[Exercises to complete]
1. From the article on the endoscope infection lawsuit, list every abbreviation shown in parentheses after its spelled-out form, giving each with its full form.
2. Reproduce a passage from the article on the endoscope infection lawsuit, beginning at the words "The case may" and ending after "retrograde cholangiopancreatography (ERCP).".

[Document segment]
------------------------------
Olympus Corporation, the manufacturer of endoscopes at the center of an antibiotic-resistant infection outbreak at UCLA that has already killed at least two people, will soon face a product liability lawsuit brought by one of seven other patients who have contracted the “nightmare bacteria”.
An unidentified 18-year-old patient is planning to filed a lawsuit that alleges there design problems with a type of endoscope, known as a duodenoscope, which make it difficulty to clean.
Following an outbreak of carbapenem-resistant enterobacteriaceae (CRE) infections at UCLA Ronald Reagan Medical Center, which is believed to have caused at least seven illnesses and two deaths, the FDA issued warnings last week that suggested that blood and other contaminants can become trapped, even when the endoscope is cleaned according to manufacturer instructions.
At least 179 patients who underwent surgery at UCLA Medical Center between October 2014 and January 2015 have been warned that they may have been exposed to a deadly endoscopy infection risk.
Not only does carbapenem-resistant enterobacteriaceae (CRE) resist treatments by antibiotics, but it kills about half of those it infects, leading the U.S. Centers for Disease Control and Prevention (CDC) to refer to it as a “nightmare bacteria”.
The endoscopy infection lawsuit is expected to be filed by a teen who is still struggling to recover from the infection, according to a report by NBC News.
The case may be the first of many product liability lawsuits filed against Olympus and other endoscope manufacturers, after reports suggest that sevearl infection outbreaks may be linked to improperly cleaned duoendoscopes, which are used during a procedure known as an endoscopic retrograde cholangiopancreatography (ERCP).
------------------------------
[Record excerpts]
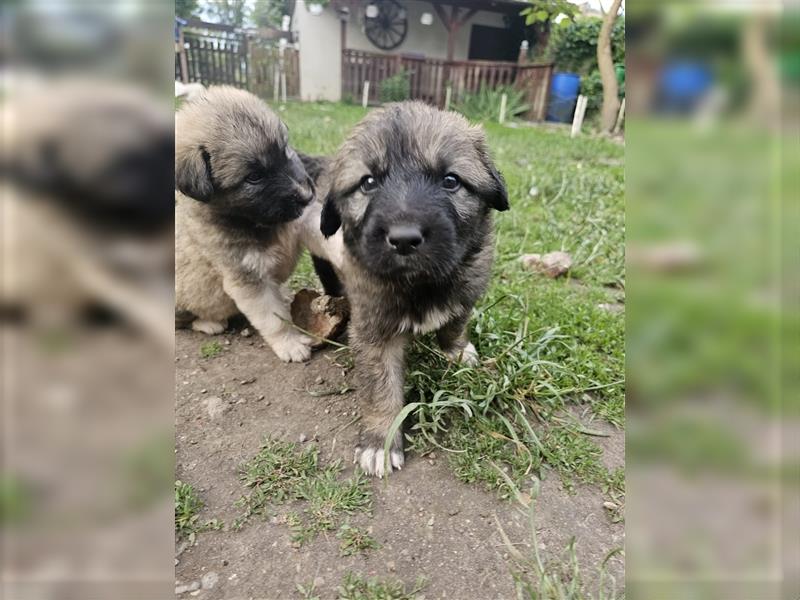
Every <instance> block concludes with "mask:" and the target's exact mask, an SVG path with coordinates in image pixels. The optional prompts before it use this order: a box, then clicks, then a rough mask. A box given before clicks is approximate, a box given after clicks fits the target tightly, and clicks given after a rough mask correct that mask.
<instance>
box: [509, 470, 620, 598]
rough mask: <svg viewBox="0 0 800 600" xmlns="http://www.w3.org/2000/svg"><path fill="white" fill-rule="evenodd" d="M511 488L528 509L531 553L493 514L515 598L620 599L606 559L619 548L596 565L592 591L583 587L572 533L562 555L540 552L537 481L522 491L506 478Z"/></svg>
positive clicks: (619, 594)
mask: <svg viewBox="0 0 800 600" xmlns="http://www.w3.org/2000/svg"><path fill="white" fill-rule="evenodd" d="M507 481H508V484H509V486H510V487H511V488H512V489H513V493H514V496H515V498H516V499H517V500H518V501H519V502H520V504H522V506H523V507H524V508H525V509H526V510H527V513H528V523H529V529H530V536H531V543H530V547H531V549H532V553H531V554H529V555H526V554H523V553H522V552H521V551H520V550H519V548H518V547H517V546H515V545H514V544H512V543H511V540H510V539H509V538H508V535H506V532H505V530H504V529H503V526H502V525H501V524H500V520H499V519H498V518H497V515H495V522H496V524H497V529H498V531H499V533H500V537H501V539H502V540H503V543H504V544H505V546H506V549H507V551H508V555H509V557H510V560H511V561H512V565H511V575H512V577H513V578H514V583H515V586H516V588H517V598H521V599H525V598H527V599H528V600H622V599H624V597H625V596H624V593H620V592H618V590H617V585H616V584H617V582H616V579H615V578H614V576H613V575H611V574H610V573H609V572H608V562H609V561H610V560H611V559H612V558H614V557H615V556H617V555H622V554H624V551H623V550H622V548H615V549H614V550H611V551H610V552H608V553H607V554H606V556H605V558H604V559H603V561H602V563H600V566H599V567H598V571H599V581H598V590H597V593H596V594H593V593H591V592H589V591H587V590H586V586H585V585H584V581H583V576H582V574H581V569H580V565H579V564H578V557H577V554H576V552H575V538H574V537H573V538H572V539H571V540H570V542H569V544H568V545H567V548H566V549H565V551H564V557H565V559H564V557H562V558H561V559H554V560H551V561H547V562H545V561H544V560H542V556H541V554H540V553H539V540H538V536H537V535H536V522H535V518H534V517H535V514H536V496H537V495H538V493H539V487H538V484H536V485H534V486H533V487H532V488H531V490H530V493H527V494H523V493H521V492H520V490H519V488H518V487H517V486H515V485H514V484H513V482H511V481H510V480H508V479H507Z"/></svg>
------------------------------
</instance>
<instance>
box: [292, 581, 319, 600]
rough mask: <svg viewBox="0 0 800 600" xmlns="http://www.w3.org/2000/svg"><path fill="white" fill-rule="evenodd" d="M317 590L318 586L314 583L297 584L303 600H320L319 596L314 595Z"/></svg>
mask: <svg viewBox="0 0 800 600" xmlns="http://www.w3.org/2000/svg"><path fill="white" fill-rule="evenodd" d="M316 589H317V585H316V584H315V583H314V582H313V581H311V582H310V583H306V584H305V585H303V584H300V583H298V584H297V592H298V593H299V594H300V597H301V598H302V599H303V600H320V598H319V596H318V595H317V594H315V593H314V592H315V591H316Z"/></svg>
------------------------------
[Answers provided]
1.
- carbapenem-resistant enterobacteriaceae (CRE)
- U.S. Centers for Disease Control and Prevention (CDC)
- endoscopic retrograde cholangiopancreatography (ERCP)

2.
The case may be the first of many product liability lawsuits filed against Olympus and other endoscope manufacturers, after reports suggest that sevearl infection outbreaks may be linked to improperly cleaned duoendoscopes, which are used during a procedure known as an endoscopic retrograde cholangiopancreatography (ERCP).